Source document.
>>>>
The film's website is here.

Friday, May 7, 2010

Talentime

Opening this weekend in New York: Talentime, directed by Yasmin Ahmad

Synopsis from the movie's Facebook page (the website they list for the movie leads you to a wool clothing distributor...):

A music teacher, who is herself a great performer is organising an inter-school talentime. Through the days of auditions, rehearsals and preparations, running up to the big day of the contest, the characters get embroiled in a world of heightened emotions – ambition, jealousy, human comedy, romance, heartbreak – all of which culminate in a day of great music and performances.
<<<<
Free-text object descriptions.
>>>>
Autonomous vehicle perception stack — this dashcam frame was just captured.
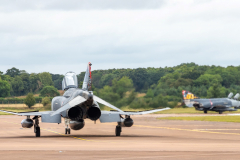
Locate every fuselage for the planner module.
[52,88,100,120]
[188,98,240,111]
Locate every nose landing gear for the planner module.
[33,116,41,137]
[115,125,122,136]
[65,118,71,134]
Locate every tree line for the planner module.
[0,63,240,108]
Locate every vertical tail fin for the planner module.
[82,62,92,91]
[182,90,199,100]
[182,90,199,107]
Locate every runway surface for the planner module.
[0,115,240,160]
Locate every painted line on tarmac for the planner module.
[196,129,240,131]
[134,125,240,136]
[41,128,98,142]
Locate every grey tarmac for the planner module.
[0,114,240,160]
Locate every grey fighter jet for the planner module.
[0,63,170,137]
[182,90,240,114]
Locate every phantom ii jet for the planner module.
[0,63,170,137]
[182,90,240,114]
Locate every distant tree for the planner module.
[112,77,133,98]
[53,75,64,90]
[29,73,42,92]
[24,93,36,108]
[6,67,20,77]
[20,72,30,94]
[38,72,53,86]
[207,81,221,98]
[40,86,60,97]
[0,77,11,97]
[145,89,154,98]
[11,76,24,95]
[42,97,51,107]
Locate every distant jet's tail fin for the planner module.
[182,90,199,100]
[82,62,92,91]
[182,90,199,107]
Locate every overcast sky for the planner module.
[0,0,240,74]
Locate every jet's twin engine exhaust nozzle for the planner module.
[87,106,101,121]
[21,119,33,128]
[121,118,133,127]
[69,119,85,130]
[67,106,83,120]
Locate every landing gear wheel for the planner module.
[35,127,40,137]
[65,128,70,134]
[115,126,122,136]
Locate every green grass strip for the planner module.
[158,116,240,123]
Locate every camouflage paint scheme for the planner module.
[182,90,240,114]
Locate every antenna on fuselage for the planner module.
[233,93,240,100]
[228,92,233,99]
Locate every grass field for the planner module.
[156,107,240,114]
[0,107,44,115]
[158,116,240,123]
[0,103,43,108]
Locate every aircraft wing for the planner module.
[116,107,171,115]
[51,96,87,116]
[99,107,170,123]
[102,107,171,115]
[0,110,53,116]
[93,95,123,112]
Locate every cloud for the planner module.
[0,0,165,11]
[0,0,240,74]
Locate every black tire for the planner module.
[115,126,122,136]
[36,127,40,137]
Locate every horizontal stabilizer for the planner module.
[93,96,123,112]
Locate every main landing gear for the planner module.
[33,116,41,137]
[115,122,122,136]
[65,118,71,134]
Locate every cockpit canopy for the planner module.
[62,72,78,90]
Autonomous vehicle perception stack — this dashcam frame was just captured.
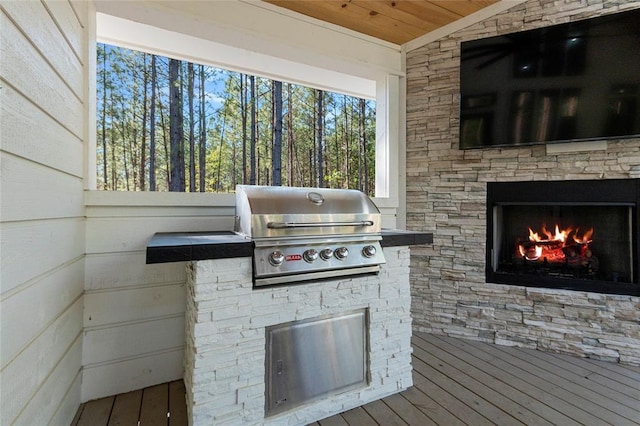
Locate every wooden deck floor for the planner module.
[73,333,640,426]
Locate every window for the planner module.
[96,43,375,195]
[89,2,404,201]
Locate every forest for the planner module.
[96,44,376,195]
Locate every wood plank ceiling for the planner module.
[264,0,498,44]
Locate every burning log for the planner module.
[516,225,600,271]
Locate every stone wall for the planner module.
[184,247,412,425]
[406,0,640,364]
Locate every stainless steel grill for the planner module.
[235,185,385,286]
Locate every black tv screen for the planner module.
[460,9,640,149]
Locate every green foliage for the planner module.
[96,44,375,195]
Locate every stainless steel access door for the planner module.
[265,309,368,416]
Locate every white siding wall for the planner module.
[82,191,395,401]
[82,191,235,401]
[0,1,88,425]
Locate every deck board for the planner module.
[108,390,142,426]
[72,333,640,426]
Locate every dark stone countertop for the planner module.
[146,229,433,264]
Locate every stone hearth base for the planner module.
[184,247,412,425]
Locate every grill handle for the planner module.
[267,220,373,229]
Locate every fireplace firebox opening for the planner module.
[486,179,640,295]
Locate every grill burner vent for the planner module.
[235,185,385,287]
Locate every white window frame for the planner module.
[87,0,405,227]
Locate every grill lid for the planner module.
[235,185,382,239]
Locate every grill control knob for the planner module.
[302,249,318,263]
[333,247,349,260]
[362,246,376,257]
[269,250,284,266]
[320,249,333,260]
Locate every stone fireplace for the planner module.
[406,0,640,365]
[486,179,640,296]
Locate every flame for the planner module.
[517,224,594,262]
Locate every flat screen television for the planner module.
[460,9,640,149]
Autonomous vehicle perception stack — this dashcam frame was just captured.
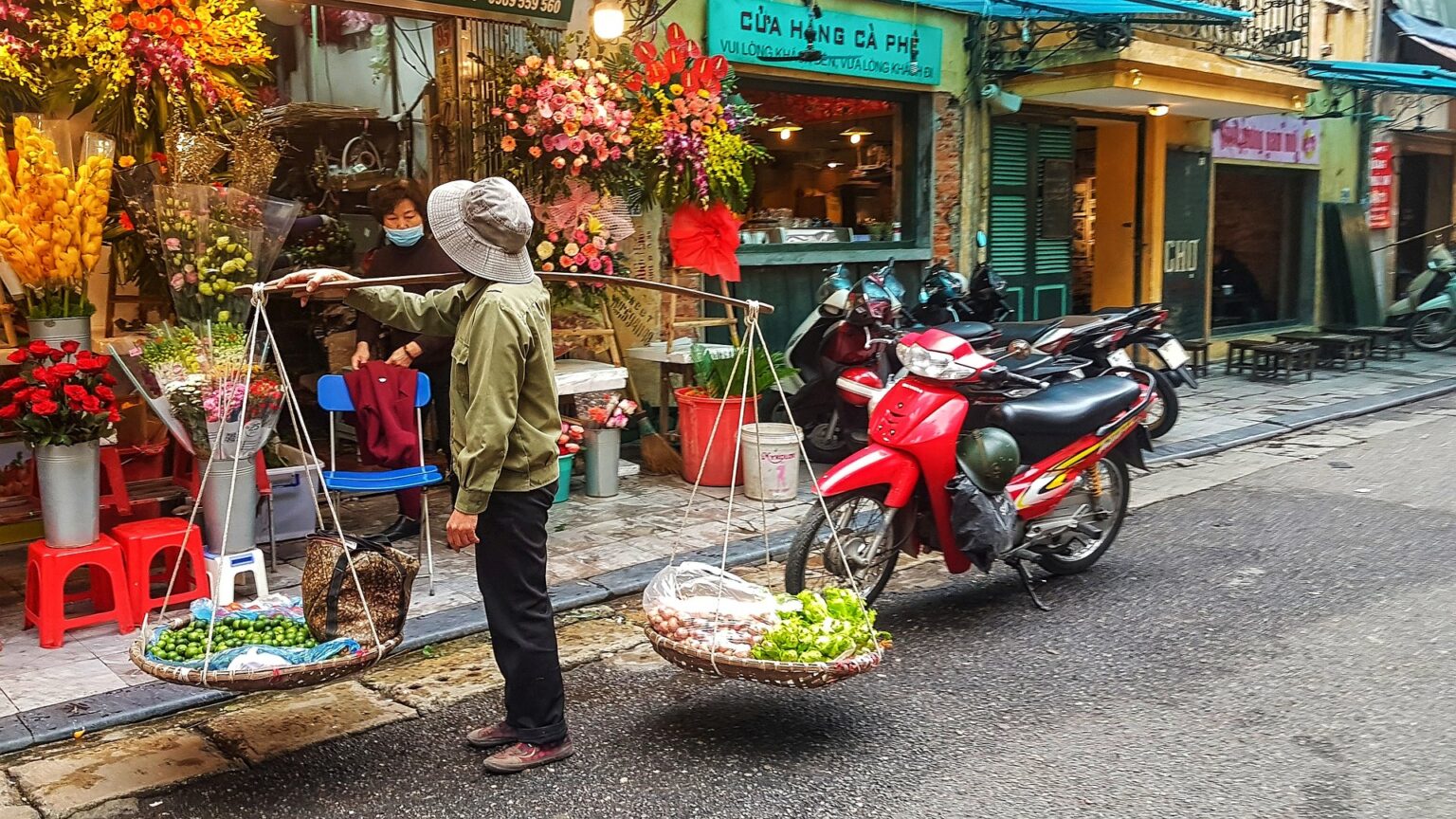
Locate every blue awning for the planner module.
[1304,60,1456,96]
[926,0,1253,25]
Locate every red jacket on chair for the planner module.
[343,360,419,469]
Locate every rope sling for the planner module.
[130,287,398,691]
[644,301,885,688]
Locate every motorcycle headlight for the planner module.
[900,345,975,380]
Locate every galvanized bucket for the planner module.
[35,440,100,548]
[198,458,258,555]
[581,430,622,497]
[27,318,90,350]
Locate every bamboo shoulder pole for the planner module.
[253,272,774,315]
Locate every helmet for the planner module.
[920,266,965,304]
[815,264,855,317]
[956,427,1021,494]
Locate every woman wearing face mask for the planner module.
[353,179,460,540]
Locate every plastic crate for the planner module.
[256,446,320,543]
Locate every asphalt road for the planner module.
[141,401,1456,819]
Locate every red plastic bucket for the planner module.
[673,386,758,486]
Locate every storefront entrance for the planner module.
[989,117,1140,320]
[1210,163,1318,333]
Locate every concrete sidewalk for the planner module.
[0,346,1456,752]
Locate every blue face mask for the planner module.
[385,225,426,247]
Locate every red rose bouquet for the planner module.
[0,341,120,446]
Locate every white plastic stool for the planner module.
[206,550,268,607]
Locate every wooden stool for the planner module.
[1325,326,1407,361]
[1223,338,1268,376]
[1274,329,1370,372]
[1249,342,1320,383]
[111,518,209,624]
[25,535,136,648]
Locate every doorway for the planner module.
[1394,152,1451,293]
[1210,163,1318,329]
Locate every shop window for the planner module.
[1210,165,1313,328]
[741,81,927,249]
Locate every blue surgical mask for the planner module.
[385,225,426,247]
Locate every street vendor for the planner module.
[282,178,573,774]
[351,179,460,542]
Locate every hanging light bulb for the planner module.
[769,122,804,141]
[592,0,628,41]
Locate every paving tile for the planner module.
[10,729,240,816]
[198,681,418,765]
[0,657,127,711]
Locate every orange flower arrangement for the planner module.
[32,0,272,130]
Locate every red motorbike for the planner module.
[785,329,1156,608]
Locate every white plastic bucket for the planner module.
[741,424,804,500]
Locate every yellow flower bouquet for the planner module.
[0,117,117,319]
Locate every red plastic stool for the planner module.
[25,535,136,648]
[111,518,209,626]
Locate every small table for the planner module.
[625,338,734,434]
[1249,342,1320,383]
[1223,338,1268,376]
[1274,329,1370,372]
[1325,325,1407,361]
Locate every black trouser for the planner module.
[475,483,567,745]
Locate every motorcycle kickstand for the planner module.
<<<<
Assigned task. Can you give the part of the Talentime text that opens with the words containing "The film's website" and closes with "music and performances.", renaming "music teacher" as "piano teacher"?

Your response.
The film's website is here.

Friday, May 7, 2010

Talentime

Opening this weekend in New York: Talentime, directed by Yasmin Ahmad

Synopsis from the movie's Facebook page (the website they list for the movie leads you to a wool clothing distributor...):

A piano teacher, who is herself a great performer is organising an inter-school talentime. Through the days of auditions, rehearsals and preparations, running up to the big day of the contest, the characters get embroiled in a world of heightened emotions – ambition, jealousy, human comedy, romance, heartbreak – all of which culminate in a day of great music and performances.